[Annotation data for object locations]

_ _ _ _

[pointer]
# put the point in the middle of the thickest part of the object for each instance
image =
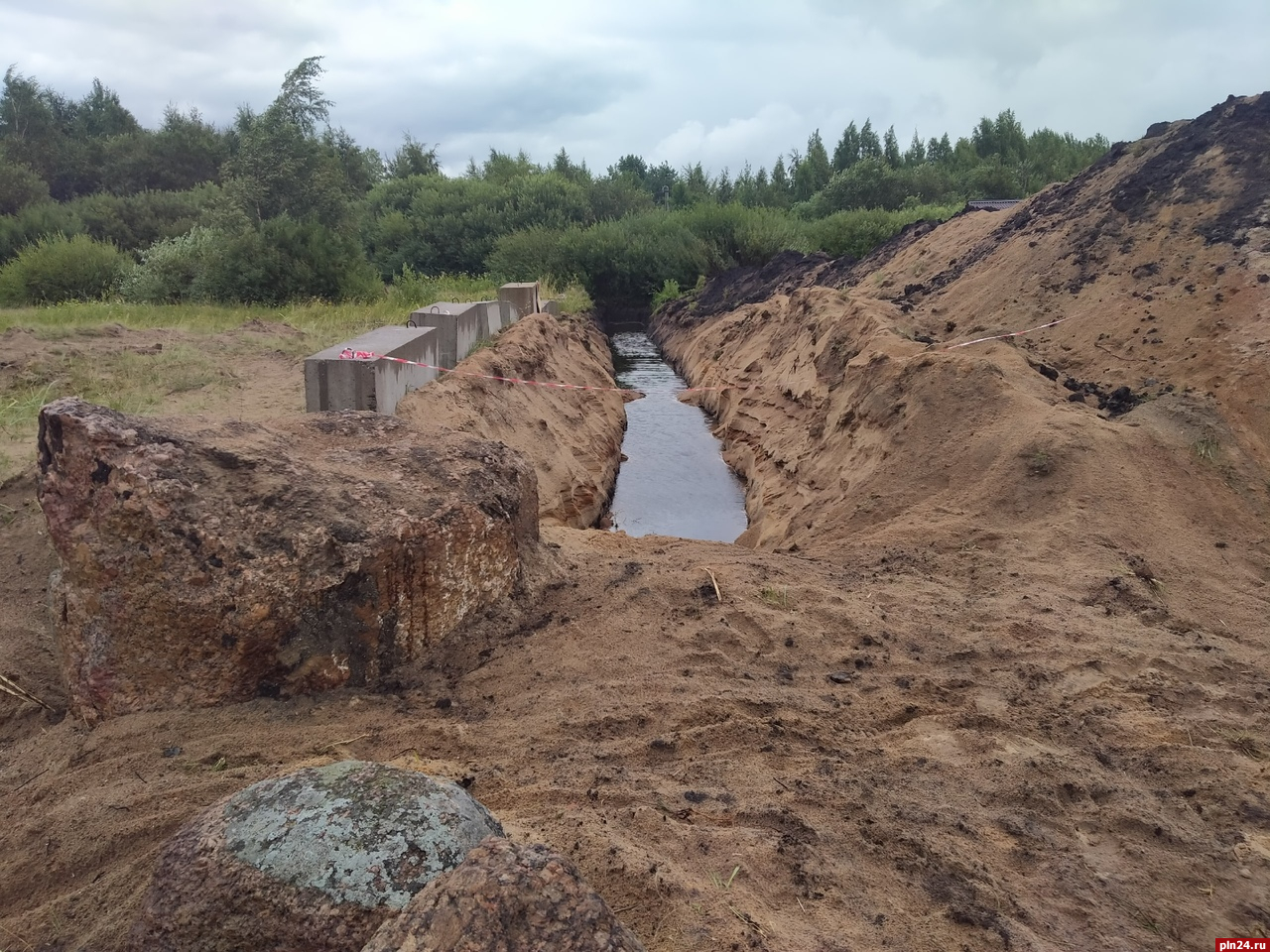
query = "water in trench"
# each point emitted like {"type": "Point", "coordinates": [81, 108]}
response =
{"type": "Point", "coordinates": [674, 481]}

_ _ _ _

> _WHAT THE TASK ASKS_
Return every row above verbatim, omitting the pictures.

> _RESULT OF THE TASK_
[pointer]
# put the point in the middle of the thickest part of the object for each instance
image =
query = "water in trench"
# each point emitted like {"type": "Point", "coordinates": [81, 108]}
response =
{"type": "Point", "coordinates": [674, 481]}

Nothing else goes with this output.